== SOURCE EXTRACT ==

A ternary plot of the marker data can be obtained by:

\begin{figure}[htb]
\centering
<<fig=TRUE,echo=TRUE>>=
out <- HWTernaryPlot(Xt,region=0,hwcurve=FALSE,vbounds=FALSE,vertex.cex=1.25)
@
\caption{Ternary plot of 100 simulated SNPs for 100 individuals.}
\end{figure}
\clearpage

Next, we create four different ternary plots for the simulated marker data shown in Figure~\ref{fig:ternplots}. Panel
(a) depicts the 100 genotypic compositions in a ternary plot with the HWE curve. Note the marked curvature
in the cloud of points. Panel (b) shows a nicer ternary plot with the HWE curve and the acceptance region 
for HWE according to an ordinary $\chi^2$-test. Green markers are not significant, red markers significant 
($\alpha = 0.05$). Some markers show up significant. Panel (c) shows the same data, but the acceptance region 
represented corresponds
to a $\chi^2$-test with continuity correction ({\tt cc = 0.5}), with separate curves for $D>0$ and $D<0$.

== EXERCISE SET ==
- a) From the passage on ternary plots, copy the part that opens with the words containing "Next, we create" and closes with "for $D>0$ and $D<0$.".
- b) In the passage on ternary plots, what continuity correction value does the chi-square test behind panel (c) use?
- c) Continue the passage on ternary plots from its final sentence.

== INFORMATION ==
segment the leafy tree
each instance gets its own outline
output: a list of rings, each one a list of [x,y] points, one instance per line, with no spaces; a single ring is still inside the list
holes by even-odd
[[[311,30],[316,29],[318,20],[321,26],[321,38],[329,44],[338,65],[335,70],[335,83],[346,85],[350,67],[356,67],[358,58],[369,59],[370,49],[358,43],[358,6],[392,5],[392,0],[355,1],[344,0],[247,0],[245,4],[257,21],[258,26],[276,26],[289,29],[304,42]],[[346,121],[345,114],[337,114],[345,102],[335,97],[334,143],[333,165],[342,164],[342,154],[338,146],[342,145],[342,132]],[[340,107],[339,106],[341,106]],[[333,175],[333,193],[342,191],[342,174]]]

== RESULTS FOR THE EXERCISE ==
- a)
Next, we create four different ternary plots for the simulated marker data shown in Figure~\ref{fig:ternplots}. Panel
(a) depicts the 100 genotypic compositions in a ternary plot with the HWE curve. Note the marked curvature
in the cloud of points. Panel (b) shows a nicer ternary plot with the HWE curve and the acceptance region 
for HWE according to an ordinary $\chi^2$-test. Green markers are not significant, red markers significant 
($\alpha = 0.05$). Some markers show up significant. Panel (c) shows the same data, but the acceptance region 
represented corresponds
to a $\chi^2$-test with continuity correction ({\tt cc = 0.5}), with separate curves for $D>0$ and $D<0$.

- b) A continuity correction of cc = 0.5.

- c)
Some markers previously significant markers now turn
up insignificant. Panel (d) shows the acceptance region for the exact test. This option takes
more computer time. The acceptance region is bounded by a zig-zag line that connects those samples
that are just significant for the given allele frequency.

\begin{figure}[htb]
\centering
\includegraphics[width=12cm,height=12cm]{HWTernaryPlots.pdf}
\caption{Ternary plot of 100 simulated SNPs for 100 individuals. (a): ordinary ternary plot, (b): 
with $\chi^2$-acceptance region, (c) with acceptance region for $\chi^2$-test with continuity correction, 
(d): with acceptance region for two-tailed exact test.}\label{fig:ternplots}
\end{figure}

Routine {\tt HWData} can simulate genotypic counts under several conditions. A fixed allele frequency
can be specified by setting {\tt pfixed=TRUE}, and setting {\tt p} to the desired allele frequency. Sampling
is then according to Haldane's exact distribution. If {\tt pfixed} is {\tt FALSE}, the given {\tt p} will be used in 
sampling from the multinomial distribution. If {\tt p} is not specified, {\tt p} will be drawn from a uniform
distribution, and genotypes are drawn from a multinomial distribution with varying allele frequency. It is
also possible to generate data under inbreeding, by specifying the inbreeding coefficient {\tt f}. Inbreeding
with a fixed allele frequecy has not been implemented yet. The effects of the different options for {\tt HWData}
are shown in the ternary plots below.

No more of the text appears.